→ **WHAT THE EXERCISE ASKS**
Lines before the one containing "napkin shown above." are excluded; print that line and every line after it through the end of the material below, exactly.

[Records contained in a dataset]
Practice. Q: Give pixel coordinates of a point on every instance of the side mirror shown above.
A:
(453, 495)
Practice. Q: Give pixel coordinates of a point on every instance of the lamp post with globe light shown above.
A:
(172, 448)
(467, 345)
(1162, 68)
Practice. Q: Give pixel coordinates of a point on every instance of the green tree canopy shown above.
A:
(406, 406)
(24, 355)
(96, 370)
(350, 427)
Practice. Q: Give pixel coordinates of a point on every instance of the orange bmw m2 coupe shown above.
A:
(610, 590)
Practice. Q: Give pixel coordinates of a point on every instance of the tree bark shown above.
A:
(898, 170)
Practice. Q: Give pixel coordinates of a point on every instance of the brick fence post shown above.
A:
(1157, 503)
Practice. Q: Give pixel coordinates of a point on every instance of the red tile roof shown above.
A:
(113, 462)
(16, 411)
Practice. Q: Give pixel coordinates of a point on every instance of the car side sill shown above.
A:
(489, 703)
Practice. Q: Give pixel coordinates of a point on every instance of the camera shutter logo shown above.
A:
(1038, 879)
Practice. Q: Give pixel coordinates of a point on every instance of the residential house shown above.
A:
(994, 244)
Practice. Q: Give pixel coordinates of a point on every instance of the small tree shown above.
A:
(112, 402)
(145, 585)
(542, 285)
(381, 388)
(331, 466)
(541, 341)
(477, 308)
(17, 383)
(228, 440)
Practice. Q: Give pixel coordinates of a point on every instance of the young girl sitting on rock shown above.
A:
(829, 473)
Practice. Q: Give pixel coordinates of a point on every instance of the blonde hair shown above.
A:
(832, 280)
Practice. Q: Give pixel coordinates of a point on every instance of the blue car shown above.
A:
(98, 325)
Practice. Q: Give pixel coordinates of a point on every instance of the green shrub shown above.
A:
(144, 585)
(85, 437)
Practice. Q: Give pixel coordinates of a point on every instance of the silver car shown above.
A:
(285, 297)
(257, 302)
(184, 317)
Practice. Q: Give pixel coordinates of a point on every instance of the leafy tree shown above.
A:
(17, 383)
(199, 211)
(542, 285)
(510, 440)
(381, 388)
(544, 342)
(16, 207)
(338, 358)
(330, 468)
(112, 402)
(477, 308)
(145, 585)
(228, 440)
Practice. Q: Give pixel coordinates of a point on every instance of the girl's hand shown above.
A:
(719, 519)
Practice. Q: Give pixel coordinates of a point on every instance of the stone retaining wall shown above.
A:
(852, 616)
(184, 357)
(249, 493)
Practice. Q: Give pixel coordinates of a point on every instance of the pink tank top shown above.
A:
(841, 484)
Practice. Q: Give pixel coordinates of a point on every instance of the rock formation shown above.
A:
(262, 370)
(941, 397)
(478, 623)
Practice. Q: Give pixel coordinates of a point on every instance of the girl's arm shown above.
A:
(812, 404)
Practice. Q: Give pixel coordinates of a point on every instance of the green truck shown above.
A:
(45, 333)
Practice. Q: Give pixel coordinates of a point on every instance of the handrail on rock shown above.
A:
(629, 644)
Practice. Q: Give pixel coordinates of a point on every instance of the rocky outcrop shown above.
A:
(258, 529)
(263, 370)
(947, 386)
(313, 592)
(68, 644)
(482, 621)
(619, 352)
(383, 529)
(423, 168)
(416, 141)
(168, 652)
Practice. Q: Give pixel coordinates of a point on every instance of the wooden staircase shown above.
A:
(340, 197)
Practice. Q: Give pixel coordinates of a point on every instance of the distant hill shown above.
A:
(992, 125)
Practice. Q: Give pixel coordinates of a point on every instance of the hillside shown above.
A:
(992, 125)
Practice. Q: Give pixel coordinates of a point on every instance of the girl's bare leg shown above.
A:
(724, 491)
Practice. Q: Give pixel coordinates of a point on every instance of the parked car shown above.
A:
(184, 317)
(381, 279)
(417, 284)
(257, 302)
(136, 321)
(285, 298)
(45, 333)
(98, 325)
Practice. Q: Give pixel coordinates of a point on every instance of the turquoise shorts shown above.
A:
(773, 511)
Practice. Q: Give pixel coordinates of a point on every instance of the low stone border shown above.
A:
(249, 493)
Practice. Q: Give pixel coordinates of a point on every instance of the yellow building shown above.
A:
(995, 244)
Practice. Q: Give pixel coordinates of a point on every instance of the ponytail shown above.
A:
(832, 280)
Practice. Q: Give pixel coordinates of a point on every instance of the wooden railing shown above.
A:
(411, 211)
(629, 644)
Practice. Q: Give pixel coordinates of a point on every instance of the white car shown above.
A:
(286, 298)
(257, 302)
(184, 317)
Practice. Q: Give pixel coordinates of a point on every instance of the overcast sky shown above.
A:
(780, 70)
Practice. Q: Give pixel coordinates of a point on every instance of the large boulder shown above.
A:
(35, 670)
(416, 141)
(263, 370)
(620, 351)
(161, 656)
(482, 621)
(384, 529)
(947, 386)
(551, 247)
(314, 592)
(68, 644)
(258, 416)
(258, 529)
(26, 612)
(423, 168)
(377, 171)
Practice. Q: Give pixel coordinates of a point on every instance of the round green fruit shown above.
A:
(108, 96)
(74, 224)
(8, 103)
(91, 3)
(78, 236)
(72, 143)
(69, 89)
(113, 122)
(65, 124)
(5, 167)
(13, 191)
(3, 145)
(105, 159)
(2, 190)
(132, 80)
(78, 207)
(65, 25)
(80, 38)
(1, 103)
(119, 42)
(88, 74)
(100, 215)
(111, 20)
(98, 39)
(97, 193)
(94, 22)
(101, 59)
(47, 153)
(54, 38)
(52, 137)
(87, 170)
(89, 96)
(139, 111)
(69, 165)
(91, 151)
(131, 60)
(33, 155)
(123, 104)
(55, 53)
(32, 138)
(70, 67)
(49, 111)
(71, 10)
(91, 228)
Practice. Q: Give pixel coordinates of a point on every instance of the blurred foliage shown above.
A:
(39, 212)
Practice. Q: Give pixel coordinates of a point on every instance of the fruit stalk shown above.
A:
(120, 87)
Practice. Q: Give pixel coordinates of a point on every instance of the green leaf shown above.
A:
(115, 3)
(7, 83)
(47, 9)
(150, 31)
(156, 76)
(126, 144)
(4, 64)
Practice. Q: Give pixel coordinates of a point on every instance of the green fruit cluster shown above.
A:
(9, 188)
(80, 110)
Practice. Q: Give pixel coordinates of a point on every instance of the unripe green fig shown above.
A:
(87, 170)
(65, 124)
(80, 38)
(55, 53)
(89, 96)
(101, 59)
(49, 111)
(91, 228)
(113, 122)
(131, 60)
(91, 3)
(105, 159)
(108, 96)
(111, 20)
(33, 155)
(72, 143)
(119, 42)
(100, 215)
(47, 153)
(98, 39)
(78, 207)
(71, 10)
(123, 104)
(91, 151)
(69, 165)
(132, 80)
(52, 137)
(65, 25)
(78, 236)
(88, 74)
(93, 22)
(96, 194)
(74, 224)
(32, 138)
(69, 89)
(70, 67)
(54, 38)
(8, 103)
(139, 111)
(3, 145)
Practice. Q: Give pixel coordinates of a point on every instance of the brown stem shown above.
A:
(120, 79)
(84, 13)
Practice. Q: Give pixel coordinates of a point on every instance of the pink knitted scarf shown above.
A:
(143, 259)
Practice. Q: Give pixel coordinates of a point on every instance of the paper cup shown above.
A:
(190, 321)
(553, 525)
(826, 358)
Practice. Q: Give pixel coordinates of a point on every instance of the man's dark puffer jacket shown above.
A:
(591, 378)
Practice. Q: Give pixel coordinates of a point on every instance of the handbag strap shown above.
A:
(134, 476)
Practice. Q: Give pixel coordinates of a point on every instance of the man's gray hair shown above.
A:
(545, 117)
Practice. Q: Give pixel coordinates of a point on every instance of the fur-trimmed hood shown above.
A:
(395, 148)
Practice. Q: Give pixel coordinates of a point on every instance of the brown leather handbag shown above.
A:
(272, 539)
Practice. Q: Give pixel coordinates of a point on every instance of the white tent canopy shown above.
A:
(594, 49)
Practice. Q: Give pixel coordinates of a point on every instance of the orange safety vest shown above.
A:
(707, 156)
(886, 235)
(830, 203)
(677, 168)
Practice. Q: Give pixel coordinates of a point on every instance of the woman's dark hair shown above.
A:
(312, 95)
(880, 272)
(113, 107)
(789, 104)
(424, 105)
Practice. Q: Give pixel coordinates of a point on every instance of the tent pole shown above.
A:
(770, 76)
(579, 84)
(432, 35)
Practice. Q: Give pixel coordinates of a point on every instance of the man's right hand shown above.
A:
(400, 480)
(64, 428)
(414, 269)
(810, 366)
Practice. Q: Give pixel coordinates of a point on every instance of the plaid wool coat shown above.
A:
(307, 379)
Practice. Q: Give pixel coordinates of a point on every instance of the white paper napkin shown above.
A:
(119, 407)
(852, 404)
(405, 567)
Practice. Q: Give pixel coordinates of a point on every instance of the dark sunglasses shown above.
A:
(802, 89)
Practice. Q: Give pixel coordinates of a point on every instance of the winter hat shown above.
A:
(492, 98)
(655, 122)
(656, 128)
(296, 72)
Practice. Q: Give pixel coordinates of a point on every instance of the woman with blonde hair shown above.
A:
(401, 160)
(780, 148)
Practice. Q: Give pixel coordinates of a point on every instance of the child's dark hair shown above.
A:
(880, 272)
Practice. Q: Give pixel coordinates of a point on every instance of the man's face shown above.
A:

→ **THE SOLUTION**
Practice. Q: Give pixel coordinates of a point on every instance of the white paper napkin shown above.
A:
(119, 407)
(852, 404)
(405, 567)
Practice. Q: Give pixel coordinates of a point on every instance of the dark sunglasses shown above.
A:
(802, 89)
Practice. Q: Give pixel coordinates of a point on every instance of the winter hat shown above.
A:
(492, 98)
(655, 122)
(656, 128)
(296, 72)
Practice. Q: Give pixel coordinates of a point on every instance of the woman with blonde hair shown above.
A:
(401, 160)
(780, 148)
Practice. Q: Give pixel coordinates of a point on every instance of the child's dark hair shown above.
A:
(880, 272)
Practice. Q: Give pixel coordinates of a point on every instance of the man's face shown above.
A:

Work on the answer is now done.